• Aufgabenstellung: Welche Uniform trug Nelson laut dem Textauszug bei Trafalgar?

• Textauszug:
Diese von Denkmälern und Souvenirs getragene Erinnerungskultur ist in Großbritannien noch immer allgegenwärtig. Nelson's Column, 1843 fertig gestellt, ist ein Wahrzeichen Londons. Der sie umgebende Trafalgar Square, einer der größten öffentlichen Plätze Londons, erhielt Mitte der 1830er Jahre seinen Namen und wurde 1844 der Öffentlichkeit übergeben. Auch die irische Hauptstadt Dublin hatte seit 1809 eine solche Säule. Doch Nelson's Pillar, ein Sinnbild des in der irischen Republik verhassten Englands, wurde 1966 bei einem Sprengstoff­anschlag schwer beschädigt und später abgebaut.

Der »Trafalgar Coat«

Das Flaggschiff von Trafalgar, die »Victory«, liegt heute im »Historic Dockyard« des Marinehafens Portsmouth. In den Planken des Quarterdecks entdecken Besucher eine Plakette mit der Aufschrift »Here Nelson Fell«. Das Metallstück ersetzte eine direkt nach der Schlacht dort angebrachte Holztafel. Der Museumsshop des Dockyard offeriert ein Sammelsurium von Nelson-Devotionalien, vom Lesezeichen über Schiffsmodelle bis hin zu Spiel- und Bastelsets für Kinder.

Nelsons Uniformrock, der »Trafalgar Coat«, ist das zentrale Objekt der Dauerausstellung »Nelson, Navy, Nation« im National Maritime Museum in Greenwich. Gut zu sehen ist das Loch in der Schulterpartie, das die tödliche Kugel hinterließ. Verschiedene Orden sind aufgestickt, entgegen landläufiger Berichte trug Nelson die Originale dieser Orden in seiner letzten Seeschlacht nicht. Vielmehr trug er bei Trafalgar aus unbekanntem Grund seine Alltagsuniform, auf Englisch »undress uniform« – im Gegensatz zu vielen an­deren Offizieren, die sich gerade für Schlachten, die Höhepunkte ihrer Karrieren, regelrecht in Schale warfen. Das einzig Besondere an Nelsons Alltagsuniform waren die Sterne der Ritterorden, von denen er gleich vier hatte.

Die Ausstellung in Greenwich, die am 21. Oktober 2005 anlässlich des 200. Jahrestags der Schlacht eröffnet wurde, würdigt die militärischen Leistungen, stellt Nelson aber in den Kontext der großen Institution der Marine, die ein wesentlicher Bestandteil der imperialen Bestrebungen und der nationalen Identität Großbritanniens war. Entgegen dem landläufigen Bild vom einzigartigen Genie und allein obsiegenden Helden gilt der Admiral heutigen Historikern vor allem als wichtiger Teil eines gut funktionierenden militärischen Räderwerks.

• Inhalt des Datensatzes:
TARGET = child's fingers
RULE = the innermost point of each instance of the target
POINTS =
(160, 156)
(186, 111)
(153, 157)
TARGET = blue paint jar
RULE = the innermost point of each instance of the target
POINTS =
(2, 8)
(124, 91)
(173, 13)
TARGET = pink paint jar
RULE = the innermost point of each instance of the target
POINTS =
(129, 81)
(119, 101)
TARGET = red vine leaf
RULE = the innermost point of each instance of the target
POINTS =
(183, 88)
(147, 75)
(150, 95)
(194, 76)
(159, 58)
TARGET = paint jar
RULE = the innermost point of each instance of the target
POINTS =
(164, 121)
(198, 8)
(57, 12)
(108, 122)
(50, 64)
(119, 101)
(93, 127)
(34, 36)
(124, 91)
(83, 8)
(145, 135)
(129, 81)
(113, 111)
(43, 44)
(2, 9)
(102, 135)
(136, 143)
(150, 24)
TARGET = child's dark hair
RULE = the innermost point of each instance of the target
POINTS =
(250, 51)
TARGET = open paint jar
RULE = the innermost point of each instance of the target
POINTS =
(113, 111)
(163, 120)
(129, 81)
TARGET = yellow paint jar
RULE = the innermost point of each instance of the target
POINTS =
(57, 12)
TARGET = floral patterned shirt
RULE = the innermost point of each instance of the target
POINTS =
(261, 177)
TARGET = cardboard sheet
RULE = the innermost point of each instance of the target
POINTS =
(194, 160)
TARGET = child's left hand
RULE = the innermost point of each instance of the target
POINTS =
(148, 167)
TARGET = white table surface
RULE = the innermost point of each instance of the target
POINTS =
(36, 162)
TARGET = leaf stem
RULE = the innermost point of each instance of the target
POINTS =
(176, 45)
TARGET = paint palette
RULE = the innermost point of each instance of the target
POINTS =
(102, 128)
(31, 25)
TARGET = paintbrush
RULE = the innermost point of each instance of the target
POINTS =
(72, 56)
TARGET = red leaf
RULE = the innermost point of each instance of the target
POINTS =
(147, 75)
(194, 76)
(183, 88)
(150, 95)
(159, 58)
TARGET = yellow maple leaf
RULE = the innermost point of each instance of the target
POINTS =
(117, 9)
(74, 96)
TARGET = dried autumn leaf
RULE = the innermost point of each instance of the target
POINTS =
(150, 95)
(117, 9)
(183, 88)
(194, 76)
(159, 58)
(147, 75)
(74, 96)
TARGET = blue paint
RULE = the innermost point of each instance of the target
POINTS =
==
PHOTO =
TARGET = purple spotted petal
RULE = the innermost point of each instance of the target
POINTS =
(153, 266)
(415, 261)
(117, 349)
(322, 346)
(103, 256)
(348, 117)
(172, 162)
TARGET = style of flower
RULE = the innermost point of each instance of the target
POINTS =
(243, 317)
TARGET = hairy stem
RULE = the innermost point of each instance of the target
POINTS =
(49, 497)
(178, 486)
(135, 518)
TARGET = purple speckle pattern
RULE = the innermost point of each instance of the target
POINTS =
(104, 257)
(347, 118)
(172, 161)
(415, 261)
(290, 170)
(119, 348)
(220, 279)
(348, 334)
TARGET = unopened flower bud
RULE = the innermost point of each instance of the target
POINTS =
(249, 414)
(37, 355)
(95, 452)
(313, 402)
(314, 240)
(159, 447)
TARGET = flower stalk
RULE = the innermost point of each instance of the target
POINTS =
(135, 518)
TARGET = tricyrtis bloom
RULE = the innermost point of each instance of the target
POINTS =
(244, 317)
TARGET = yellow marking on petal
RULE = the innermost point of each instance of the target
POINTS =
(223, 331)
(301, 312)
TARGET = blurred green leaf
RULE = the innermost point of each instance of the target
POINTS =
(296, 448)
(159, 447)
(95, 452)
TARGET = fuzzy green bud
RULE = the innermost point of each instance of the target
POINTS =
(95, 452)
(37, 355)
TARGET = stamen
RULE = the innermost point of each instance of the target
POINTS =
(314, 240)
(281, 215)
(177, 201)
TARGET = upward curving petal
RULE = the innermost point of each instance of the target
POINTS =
--
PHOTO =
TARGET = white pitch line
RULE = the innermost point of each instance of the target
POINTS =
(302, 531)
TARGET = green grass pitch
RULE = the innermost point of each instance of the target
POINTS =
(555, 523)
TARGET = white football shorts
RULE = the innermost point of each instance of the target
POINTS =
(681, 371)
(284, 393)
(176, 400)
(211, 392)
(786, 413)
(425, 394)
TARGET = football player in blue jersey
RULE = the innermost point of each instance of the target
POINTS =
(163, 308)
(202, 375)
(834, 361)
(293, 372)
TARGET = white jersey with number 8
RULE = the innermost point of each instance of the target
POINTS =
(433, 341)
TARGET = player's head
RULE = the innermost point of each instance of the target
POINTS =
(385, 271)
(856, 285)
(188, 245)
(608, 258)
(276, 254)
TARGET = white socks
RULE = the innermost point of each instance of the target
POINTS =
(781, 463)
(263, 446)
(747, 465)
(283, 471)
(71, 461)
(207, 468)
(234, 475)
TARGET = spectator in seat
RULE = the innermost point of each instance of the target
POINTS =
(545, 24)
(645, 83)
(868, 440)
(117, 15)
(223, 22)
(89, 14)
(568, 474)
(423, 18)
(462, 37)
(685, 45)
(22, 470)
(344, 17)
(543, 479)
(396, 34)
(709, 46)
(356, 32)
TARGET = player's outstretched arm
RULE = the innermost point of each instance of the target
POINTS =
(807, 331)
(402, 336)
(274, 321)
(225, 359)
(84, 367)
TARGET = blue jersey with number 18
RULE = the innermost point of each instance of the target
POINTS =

• Antwort: Seine Alltagsuniform, auf Englisch »undress uniform«.